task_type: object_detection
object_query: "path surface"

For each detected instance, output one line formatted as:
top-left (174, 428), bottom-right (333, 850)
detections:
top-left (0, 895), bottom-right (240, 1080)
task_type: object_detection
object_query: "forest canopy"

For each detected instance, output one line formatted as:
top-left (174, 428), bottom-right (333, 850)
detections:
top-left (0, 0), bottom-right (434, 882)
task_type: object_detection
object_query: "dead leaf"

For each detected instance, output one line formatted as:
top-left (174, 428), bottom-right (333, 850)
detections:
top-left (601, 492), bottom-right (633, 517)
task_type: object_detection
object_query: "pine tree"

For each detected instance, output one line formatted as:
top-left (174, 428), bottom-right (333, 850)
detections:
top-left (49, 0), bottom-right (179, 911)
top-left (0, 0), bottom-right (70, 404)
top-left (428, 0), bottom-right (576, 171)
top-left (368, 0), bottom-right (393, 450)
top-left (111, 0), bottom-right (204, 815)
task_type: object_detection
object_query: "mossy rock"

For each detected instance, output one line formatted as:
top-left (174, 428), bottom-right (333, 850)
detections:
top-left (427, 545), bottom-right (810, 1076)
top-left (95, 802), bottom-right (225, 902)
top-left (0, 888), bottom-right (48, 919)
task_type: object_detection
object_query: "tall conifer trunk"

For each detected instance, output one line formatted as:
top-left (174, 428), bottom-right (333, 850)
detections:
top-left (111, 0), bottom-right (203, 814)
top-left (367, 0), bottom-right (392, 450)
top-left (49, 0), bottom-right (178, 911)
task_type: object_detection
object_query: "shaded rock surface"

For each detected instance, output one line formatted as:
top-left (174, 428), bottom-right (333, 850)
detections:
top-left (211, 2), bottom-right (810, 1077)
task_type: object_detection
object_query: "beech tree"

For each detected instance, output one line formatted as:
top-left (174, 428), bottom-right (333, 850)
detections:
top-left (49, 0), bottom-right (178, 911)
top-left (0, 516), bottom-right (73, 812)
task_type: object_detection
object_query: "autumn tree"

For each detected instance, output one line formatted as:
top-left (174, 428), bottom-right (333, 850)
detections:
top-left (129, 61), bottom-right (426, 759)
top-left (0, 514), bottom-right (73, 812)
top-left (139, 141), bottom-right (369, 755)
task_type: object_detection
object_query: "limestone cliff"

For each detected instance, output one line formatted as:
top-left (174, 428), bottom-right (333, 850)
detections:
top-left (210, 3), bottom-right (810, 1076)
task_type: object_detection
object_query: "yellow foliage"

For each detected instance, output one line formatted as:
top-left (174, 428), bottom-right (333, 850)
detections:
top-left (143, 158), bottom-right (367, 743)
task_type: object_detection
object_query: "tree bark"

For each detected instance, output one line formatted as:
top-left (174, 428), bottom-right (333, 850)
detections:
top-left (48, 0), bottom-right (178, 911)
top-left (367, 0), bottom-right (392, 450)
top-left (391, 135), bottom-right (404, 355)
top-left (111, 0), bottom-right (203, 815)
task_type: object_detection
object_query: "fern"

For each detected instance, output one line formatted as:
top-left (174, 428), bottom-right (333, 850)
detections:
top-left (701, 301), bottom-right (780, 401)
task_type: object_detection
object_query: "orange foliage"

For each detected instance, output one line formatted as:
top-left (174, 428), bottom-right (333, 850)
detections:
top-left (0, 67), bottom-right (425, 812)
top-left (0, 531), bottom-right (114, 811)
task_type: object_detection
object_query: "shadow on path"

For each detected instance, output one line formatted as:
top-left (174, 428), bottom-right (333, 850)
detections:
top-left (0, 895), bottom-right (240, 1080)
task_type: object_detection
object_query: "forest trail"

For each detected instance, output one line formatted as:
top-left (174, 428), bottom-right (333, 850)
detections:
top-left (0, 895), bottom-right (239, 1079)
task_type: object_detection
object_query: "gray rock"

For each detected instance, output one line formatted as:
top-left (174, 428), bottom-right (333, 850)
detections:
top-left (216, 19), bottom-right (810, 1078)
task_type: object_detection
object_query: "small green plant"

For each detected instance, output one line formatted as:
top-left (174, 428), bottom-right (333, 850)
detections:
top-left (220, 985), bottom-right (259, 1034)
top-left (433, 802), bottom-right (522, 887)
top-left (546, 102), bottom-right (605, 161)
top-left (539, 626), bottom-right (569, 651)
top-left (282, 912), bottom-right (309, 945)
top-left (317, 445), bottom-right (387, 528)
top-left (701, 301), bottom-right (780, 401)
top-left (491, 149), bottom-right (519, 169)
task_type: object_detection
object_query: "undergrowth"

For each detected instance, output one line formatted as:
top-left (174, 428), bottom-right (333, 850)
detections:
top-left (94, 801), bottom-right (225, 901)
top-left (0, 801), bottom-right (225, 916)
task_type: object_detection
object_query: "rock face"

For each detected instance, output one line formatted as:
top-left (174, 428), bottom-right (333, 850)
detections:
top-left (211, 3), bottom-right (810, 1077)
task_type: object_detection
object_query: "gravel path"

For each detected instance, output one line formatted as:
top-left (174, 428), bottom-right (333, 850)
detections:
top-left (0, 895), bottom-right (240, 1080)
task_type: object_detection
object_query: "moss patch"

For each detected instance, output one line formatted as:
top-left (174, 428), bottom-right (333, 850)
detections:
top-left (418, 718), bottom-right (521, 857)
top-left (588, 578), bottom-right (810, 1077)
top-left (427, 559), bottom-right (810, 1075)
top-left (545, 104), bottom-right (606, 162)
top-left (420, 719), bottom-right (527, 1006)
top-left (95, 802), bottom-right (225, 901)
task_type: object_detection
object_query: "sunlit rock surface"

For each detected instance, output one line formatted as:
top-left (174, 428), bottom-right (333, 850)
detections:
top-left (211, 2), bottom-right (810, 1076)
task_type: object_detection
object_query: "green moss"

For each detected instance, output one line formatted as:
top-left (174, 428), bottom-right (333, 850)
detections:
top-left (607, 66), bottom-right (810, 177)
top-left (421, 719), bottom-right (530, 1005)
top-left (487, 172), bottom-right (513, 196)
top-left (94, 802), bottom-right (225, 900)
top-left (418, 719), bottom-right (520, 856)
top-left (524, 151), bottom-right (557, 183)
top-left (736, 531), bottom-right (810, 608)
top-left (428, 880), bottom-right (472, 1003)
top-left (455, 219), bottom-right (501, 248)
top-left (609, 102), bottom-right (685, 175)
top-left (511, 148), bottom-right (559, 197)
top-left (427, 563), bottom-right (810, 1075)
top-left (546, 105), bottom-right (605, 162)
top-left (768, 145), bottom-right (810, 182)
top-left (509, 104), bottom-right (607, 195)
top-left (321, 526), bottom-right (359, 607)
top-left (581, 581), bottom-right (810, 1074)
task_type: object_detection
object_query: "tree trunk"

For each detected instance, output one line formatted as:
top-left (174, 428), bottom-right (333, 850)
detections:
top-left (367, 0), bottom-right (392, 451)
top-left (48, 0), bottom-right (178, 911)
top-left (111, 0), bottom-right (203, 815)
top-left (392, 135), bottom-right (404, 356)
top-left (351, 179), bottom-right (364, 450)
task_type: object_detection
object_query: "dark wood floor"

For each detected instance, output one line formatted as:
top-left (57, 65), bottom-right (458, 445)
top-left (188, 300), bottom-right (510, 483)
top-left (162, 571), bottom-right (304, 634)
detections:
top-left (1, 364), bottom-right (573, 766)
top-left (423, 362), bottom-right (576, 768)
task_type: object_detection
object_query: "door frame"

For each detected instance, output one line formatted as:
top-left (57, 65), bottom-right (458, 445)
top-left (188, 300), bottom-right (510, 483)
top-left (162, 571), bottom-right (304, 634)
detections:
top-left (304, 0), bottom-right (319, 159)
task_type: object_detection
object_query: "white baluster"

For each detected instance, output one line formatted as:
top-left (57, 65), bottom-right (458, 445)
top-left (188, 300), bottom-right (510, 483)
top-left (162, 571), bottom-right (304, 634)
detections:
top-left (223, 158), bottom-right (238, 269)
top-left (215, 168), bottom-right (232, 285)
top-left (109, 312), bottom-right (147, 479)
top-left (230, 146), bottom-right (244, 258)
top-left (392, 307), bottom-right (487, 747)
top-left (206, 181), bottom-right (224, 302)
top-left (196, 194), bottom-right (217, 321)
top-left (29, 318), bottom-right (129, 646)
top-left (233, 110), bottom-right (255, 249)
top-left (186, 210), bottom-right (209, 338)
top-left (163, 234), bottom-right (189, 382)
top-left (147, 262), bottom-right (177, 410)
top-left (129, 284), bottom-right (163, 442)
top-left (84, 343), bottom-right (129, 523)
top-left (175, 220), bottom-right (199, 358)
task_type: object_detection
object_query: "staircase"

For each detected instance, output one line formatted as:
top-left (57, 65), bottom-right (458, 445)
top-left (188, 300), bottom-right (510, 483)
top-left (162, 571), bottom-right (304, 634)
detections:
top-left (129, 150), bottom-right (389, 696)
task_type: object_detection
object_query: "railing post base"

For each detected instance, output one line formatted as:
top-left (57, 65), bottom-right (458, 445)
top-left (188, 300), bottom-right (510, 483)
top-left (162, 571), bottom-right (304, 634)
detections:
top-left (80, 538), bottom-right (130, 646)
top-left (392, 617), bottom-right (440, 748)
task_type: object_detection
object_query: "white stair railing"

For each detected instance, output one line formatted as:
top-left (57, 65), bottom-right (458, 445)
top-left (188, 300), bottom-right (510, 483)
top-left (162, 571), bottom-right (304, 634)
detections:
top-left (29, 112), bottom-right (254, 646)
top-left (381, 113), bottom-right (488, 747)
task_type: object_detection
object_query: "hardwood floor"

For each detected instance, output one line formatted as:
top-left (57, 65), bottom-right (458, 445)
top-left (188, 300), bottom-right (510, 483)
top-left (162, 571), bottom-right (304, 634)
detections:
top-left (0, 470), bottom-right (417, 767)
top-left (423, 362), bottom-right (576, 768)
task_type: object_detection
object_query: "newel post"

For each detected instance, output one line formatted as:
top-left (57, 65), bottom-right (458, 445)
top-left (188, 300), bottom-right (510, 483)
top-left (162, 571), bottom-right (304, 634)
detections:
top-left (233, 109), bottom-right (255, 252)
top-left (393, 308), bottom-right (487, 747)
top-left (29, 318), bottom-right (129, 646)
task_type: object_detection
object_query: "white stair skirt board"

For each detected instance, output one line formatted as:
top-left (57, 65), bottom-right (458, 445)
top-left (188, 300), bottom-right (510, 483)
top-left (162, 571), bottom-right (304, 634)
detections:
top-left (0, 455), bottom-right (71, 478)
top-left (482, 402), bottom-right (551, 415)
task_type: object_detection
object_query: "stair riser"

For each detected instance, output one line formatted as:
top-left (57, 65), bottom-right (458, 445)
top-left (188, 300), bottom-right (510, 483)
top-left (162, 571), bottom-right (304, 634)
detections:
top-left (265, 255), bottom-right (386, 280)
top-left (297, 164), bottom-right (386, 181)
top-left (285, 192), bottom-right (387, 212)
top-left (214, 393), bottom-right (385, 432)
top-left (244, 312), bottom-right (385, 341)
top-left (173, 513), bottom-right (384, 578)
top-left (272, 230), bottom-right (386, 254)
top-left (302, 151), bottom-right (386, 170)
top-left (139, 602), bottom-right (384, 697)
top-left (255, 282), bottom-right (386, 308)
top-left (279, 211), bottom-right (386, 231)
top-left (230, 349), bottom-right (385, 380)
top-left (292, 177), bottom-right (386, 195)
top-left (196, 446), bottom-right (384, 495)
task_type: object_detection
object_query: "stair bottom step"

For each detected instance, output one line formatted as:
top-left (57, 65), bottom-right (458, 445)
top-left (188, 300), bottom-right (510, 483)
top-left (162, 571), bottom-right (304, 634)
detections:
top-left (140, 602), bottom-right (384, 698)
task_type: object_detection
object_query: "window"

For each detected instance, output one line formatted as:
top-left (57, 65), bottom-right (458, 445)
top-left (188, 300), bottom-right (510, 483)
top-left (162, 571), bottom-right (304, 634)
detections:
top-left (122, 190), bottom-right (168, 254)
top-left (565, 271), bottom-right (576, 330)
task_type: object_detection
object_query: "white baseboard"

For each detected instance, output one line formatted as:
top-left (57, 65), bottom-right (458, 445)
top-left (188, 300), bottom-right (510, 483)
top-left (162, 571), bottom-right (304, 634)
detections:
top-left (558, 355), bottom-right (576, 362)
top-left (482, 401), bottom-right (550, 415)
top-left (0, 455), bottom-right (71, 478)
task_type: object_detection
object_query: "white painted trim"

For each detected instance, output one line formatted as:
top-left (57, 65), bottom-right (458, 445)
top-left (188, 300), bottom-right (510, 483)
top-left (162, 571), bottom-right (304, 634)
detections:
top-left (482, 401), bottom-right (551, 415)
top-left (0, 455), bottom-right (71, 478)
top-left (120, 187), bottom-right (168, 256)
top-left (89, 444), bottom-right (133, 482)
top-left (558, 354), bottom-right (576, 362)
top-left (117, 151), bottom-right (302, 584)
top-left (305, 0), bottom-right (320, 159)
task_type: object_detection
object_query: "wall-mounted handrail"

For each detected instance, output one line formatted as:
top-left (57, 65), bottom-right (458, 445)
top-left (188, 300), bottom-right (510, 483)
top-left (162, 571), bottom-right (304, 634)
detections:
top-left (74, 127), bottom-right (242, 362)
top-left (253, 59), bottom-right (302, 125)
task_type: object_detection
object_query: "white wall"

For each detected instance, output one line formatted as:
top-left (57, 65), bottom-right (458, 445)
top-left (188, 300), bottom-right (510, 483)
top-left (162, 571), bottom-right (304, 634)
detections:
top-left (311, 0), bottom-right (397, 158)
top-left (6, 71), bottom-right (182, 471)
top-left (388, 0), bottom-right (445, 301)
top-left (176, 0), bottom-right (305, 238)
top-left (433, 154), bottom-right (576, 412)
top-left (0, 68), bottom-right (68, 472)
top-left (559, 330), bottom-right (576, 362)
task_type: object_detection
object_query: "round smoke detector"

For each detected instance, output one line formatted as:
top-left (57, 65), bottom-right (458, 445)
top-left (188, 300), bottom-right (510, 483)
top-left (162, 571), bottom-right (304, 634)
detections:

Directions for this task: Check each line of the entries above, and show every one holding the word "floor".

Exercise answer:
object_query: "dark wood floor"
object_query: "hardwood floor"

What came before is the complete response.